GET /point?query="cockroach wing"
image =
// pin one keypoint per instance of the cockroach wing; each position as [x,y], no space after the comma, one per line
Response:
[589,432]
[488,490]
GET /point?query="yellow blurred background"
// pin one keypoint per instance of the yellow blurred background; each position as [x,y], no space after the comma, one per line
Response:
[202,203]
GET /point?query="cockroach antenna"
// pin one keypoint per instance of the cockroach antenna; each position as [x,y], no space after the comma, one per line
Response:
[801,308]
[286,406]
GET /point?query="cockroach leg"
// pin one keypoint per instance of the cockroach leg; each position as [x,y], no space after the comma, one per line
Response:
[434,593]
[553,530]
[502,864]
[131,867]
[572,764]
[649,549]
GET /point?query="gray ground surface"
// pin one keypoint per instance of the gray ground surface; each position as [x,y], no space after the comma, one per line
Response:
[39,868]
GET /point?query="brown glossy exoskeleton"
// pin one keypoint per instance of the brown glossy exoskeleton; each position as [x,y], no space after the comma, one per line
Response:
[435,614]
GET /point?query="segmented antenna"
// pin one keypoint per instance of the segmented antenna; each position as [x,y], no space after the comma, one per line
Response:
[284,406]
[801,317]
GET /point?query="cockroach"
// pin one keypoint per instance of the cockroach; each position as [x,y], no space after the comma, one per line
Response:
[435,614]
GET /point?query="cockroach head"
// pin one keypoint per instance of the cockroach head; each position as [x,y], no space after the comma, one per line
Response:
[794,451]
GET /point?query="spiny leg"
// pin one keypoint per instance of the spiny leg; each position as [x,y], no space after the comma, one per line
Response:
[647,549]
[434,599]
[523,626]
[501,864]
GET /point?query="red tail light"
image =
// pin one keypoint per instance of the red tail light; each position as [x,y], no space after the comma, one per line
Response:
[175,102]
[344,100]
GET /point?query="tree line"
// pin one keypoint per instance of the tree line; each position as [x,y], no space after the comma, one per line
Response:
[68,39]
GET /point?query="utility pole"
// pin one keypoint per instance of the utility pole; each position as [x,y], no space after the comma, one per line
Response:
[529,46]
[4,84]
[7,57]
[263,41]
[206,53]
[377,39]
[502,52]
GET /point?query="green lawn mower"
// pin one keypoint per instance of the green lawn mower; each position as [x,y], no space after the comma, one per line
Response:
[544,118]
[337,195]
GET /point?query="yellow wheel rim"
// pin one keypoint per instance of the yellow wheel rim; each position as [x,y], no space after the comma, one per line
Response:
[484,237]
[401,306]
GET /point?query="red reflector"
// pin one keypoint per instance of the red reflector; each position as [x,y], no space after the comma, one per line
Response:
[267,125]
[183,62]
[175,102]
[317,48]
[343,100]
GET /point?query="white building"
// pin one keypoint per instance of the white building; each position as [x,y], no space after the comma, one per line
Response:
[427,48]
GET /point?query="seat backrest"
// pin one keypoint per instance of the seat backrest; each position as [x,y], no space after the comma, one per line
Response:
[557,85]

_WORK INSTRUCTION:_
Go through the material above and report each line containing "wheel".

_SOLUTION FOR THIS EXERCISE:_
GET /point?query="yellow wheel rim"
// pin one keypoint per instance of the yellow wheel rim; each position as [x,y], no space after the comma, one per line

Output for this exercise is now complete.